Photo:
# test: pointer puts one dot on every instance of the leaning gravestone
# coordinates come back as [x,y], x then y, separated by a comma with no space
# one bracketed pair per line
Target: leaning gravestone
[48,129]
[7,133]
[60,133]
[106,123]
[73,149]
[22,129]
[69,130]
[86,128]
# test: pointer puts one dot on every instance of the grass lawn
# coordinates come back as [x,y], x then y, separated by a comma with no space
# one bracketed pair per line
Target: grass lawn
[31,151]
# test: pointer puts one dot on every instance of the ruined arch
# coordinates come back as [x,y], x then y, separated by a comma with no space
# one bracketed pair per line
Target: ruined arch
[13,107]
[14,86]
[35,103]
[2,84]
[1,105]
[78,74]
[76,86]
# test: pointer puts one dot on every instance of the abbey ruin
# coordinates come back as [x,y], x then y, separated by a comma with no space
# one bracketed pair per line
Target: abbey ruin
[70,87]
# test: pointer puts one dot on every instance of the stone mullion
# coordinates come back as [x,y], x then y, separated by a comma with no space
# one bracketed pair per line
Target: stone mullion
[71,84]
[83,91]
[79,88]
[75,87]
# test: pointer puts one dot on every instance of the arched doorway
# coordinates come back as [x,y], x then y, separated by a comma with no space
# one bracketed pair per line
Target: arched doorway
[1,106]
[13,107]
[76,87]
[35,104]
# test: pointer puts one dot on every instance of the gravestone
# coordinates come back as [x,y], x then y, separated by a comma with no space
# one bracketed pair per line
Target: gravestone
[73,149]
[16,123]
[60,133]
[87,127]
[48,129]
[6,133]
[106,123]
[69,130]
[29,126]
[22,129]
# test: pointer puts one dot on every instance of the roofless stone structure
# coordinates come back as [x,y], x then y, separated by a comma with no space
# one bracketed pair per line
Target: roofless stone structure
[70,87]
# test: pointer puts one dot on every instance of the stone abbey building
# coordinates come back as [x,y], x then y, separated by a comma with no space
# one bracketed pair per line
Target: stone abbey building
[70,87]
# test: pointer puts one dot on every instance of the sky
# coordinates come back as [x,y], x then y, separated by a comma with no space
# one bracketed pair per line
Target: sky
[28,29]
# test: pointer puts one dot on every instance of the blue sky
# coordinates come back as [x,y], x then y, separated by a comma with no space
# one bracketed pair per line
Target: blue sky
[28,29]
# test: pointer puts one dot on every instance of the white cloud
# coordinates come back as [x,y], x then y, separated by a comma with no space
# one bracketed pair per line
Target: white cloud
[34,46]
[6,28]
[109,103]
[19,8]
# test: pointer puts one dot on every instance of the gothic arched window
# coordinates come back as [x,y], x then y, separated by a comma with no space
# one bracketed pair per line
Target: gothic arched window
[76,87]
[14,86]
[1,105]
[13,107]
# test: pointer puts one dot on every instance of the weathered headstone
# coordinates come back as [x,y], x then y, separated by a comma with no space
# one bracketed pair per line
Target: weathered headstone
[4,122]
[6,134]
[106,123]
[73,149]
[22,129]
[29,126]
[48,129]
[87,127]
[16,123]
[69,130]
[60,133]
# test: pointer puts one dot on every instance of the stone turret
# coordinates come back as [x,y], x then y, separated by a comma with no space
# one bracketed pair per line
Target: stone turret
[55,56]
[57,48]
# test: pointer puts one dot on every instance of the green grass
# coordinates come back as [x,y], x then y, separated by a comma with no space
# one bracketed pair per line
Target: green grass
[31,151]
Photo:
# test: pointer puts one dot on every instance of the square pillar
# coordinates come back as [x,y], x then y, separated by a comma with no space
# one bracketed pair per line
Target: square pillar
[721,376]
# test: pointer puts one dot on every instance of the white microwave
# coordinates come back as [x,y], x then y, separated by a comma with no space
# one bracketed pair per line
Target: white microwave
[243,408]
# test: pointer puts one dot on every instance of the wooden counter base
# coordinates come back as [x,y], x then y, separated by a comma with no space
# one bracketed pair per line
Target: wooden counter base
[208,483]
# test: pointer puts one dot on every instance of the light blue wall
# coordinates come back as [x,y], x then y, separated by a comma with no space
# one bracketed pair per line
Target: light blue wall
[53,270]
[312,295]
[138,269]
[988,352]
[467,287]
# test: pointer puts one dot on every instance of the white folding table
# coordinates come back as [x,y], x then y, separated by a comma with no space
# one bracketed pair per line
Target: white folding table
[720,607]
-- -- --
> _PROBLEM STATEMENT_:
Write out again, unchanged, every line from the line containing "the wooden counter base" to the final line of the material above.

> _TASK RESPONSE_:
# test: pointer puts one dot on every instance of the wooden counter base
# coordinates come back as [x,y], x then y, separated by a comma with no space
# one bracketed pair per line
Target: wooden counter base
[208,483]
# test: pointer puts one dot on every instance of the light blue wall
# coordinates come back as [x,y], x then y, separated by a comma with no space
# one bracketed pair per line
Target: light blue wall
[53,270]
[312,295]
[138,269]
[988,352]
[467,287]
# test: pointer puts one dot on every instance of the white folding table
# coordinates come back as [x,y], x then y, separated by a comma with no space
# one bracketed pair per line
Target: white folding table
[720,607]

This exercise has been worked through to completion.